## Start

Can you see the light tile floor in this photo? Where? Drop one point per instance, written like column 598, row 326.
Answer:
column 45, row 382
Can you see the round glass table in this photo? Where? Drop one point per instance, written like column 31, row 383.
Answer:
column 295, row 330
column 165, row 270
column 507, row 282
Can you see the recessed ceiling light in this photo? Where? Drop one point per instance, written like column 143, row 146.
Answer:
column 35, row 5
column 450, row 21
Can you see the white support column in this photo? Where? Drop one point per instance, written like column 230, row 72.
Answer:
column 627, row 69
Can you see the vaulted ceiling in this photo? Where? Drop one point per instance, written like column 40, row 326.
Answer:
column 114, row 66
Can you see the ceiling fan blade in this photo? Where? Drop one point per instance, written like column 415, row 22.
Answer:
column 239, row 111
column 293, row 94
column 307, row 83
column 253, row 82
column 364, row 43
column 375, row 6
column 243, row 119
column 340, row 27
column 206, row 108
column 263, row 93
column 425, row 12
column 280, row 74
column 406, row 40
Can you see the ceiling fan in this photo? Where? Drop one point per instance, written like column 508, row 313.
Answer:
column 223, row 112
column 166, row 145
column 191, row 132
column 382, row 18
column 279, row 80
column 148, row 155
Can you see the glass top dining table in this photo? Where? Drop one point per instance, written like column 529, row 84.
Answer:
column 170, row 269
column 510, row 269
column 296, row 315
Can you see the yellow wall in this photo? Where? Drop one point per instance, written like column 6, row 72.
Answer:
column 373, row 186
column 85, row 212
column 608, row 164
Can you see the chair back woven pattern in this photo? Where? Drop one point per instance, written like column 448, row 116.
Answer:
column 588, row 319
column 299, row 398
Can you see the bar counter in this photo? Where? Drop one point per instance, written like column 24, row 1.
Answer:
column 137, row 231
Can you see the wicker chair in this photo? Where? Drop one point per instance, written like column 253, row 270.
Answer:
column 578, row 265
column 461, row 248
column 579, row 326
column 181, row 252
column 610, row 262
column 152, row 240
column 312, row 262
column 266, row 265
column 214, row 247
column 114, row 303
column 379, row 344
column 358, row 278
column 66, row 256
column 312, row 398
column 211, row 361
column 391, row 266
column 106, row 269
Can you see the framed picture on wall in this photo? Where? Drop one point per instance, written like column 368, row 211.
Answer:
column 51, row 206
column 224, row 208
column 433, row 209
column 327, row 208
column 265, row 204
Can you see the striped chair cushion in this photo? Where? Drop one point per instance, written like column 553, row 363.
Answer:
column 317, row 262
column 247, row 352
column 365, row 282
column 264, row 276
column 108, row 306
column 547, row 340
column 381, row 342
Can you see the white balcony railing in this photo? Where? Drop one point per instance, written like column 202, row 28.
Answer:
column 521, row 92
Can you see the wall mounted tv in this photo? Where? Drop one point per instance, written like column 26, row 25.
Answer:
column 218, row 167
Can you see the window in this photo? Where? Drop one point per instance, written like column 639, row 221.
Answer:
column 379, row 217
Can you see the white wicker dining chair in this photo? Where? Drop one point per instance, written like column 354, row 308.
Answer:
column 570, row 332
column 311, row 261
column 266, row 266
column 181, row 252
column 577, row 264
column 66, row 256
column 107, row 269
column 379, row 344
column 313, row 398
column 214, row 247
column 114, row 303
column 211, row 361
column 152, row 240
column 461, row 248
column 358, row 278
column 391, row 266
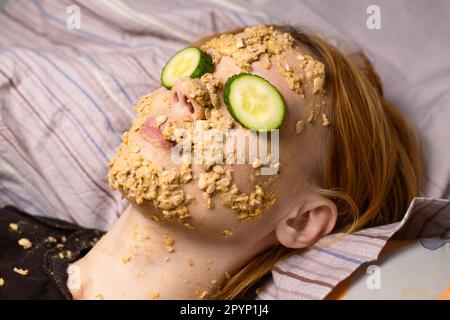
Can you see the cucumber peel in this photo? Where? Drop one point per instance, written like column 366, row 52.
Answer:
column 189, row 61
column 254, row 102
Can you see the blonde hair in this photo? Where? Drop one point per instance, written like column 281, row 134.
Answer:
column 372, row 163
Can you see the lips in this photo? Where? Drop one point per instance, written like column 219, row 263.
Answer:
column 153, row 132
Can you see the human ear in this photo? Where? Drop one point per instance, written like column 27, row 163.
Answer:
column 308, row 222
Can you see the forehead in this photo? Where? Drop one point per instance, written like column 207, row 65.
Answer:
column 293, row 71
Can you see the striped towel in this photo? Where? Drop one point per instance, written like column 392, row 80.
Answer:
column 66, row 97
column 313, row 273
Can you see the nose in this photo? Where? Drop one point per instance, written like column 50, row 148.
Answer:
column 182, row 103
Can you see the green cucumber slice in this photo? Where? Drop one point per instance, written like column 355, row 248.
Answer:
column 190, row 61
column 254, row 102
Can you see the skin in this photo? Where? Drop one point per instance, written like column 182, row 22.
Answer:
column 298, row 218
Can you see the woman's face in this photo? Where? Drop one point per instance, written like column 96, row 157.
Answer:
column 233, row 200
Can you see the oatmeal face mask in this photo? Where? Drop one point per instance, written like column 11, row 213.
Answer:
column 245, row 99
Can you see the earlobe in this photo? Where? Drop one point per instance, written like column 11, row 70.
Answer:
column 307, row 223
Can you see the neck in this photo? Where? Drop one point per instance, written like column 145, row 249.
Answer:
column 140, row 258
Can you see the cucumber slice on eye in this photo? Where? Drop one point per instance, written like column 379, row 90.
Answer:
column 254, row 102
column 190, row 61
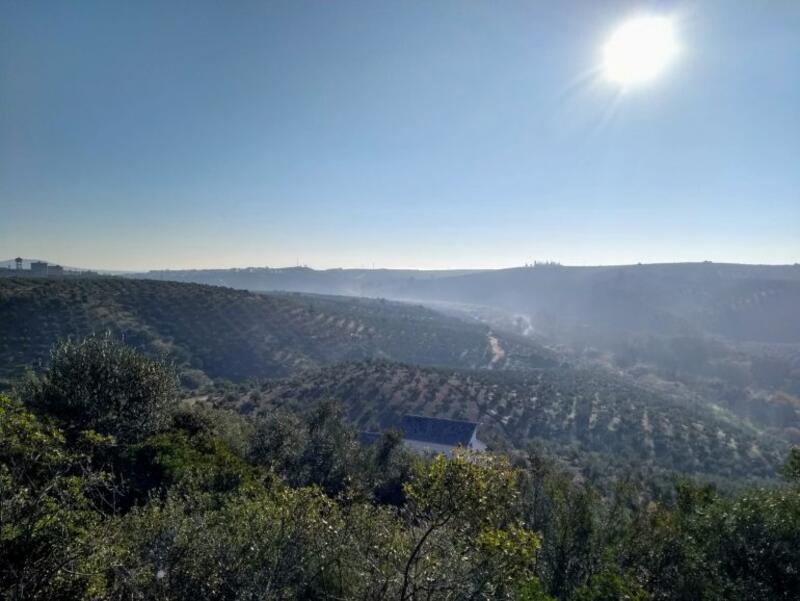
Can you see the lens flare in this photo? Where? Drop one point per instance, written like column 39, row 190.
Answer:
column 639, row 50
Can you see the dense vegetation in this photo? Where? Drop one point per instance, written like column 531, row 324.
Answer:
column 742, row 302
column 594, row 419
column 573, row 411
column 215, row 332
column 112, row 489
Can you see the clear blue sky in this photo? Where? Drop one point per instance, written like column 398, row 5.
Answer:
column 423, row 133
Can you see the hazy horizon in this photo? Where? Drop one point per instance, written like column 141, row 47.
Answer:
column 404, row 135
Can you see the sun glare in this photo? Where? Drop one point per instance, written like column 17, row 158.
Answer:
column 639, row 50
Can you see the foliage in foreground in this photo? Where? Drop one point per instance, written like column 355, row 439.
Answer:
column 205, row 504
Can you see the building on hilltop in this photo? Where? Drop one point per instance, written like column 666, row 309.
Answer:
column 38, row 268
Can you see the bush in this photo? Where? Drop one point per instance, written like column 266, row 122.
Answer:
column 100, row 384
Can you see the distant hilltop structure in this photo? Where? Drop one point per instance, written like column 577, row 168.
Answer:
column 36, row 269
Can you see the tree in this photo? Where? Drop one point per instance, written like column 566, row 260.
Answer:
column 791, row 467
column 100, row 384
column 52, row 542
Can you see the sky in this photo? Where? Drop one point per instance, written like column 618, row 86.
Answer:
column 411, row 133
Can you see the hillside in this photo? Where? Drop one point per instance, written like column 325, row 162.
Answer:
column 235, row 334
column 740, row 302
column 583, row 410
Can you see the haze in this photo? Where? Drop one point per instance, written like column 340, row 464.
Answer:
column 425, row 135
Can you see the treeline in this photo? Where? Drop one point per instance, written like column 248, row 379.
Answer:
column 110, row 488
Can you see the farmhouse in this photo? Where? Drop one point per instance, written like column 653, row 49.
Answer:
column 437, row 435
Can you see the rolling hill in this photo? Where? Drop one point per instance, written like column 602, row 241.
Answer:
column 740, row 302
column 234, row 334
column 571, row 409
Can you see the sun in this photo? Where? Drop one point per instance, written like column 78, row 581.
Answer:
column 639, row 50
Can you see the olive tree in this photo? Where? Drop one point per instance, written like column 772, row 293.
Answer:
column 103, row 385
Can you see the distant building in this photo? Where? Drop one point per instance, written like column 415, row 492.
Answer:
column 433, row 435
column 38, row 268
column 437, row 435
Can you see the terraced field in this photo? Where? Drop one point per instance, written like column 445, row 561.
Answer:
column 588, row 410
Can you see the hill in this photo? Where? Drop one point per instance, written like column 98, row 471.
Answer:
column 572, row 410
column 740, row 302
column 221, row 332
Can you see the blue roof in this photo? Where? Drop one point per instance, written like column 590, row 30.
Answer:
column 368, row 438
column 451, row 432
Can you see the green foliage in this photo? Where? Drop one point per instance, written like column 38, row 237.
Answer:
column 213, row 507
column 103, row 385
column 791, row 467
column 52, row 543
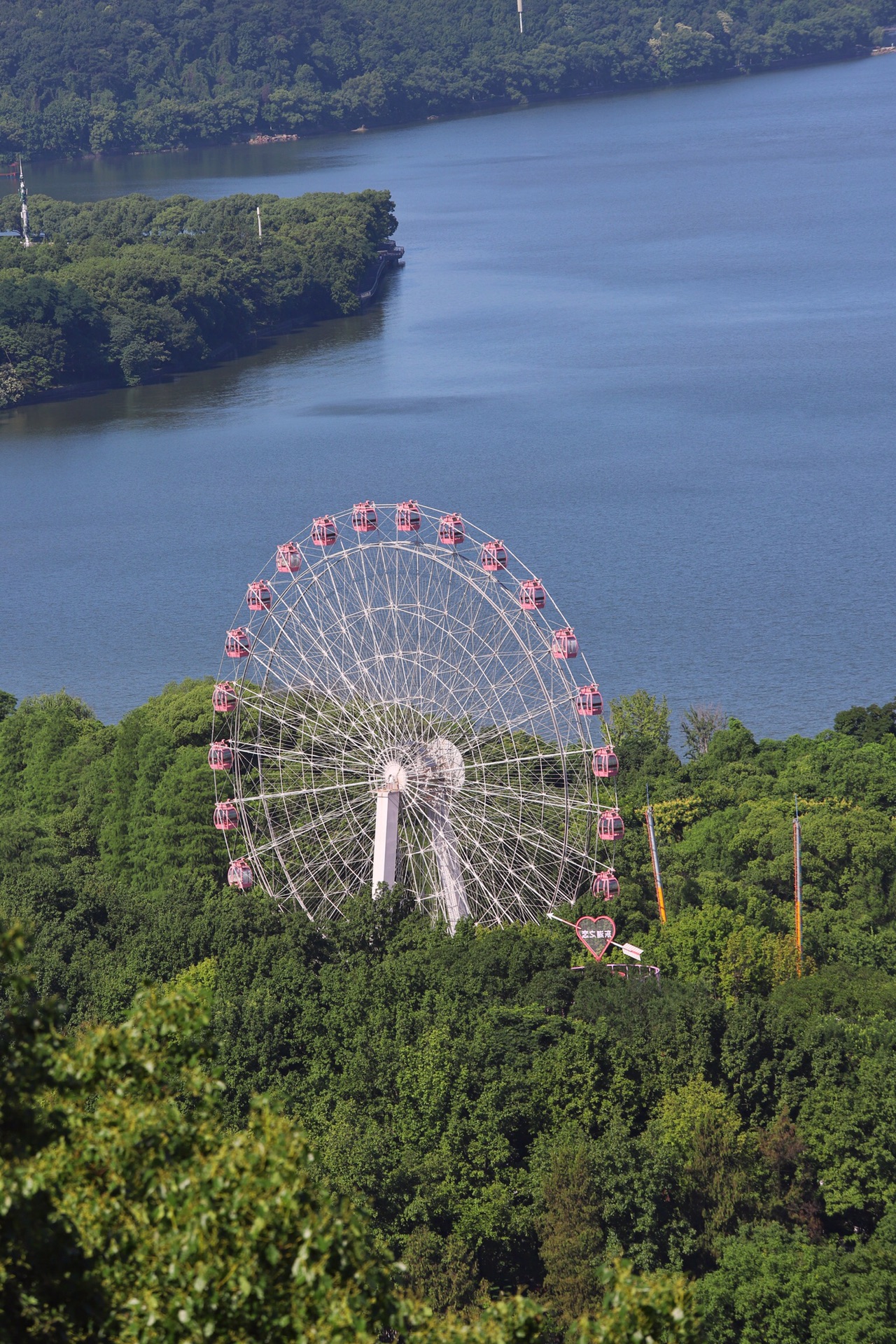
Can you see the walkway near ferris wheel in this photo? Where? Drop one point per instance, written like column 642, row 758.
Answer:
column 410, row 706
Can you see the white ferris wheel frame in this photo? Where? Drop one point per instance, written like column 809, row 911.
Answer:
column 365, row 724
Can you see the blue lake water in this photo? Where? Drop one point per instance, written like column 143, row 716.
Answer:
column 649, row 340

## End

Rewrite the records from the line that has "Can you see the treeline" through the end of the records, replacing "Drop" with "Place" and changing nothing else. Leave the pictures out of your answer.

## OUTPUT OF THE TASK
Can you see the treeline in this photo? Where? Place one point per instance, written like column 248, row 379.
Answer:
column 110, row 488
Can you see the farmhouse in this photo? Where? Place one point per instance, written like column 653, row 49.
Answer:
column 437, row 435
Can you see the rolling hill in this photo? Where? Place one point per instance, written like column 602, row 241.
Answer:
column 740, row 302
column 234, row 334
column 571, row 409
Can you see the sun in this photo? Where? Place one point per instance, written like column 78, row 581.
Answer:
column 639, row 50
Can you see the olive tree in this photo? Where? Place one point per instance, written like column 772, row 293.
Answer:
column 103, row 385
Can you see the distant building in this photo? Where? Place one point per instance, written like column 415, row 492.
Answer:
column 433, row 435
column 38, row 268
column 437, row 435
Can you see the terraced field in this photo? Where? Place one point per instance, written like column 445, row 561.
Answer:
column 588, row 410
Can you see the hill in this photo? Where? Place one point per instance, written like column 98, row 471.
Answer:
column 572, row 410
column 740, row 302
column 221, row 332
Can you see the blue roof in this photo? Where? Place one point per instance, written like column 590, row 30.
Answer:
column 368, row 438
column 451, row 432
Can you see the green foliage in this photo? Where? Place one point per instance, written like column 38, row 237.
Answer:
column 213, row 507
column 103, row 385
column 791, row 467
column 52, row 543
Can you see the walkway near ferris wheel in this photo? Where? Place one point per instance, written like column 642, row 758.
Answer:
column 410, row 706
Can you see the white ferris wheel frame in this photo? Where? Place one point per instance, written like column 809, row 911.
Answer:
column 365, row 724
Can you see the blue lake water in this photo? Where? Place one point per instance, written like column 143, row 716.
Answer:
column 649, row 340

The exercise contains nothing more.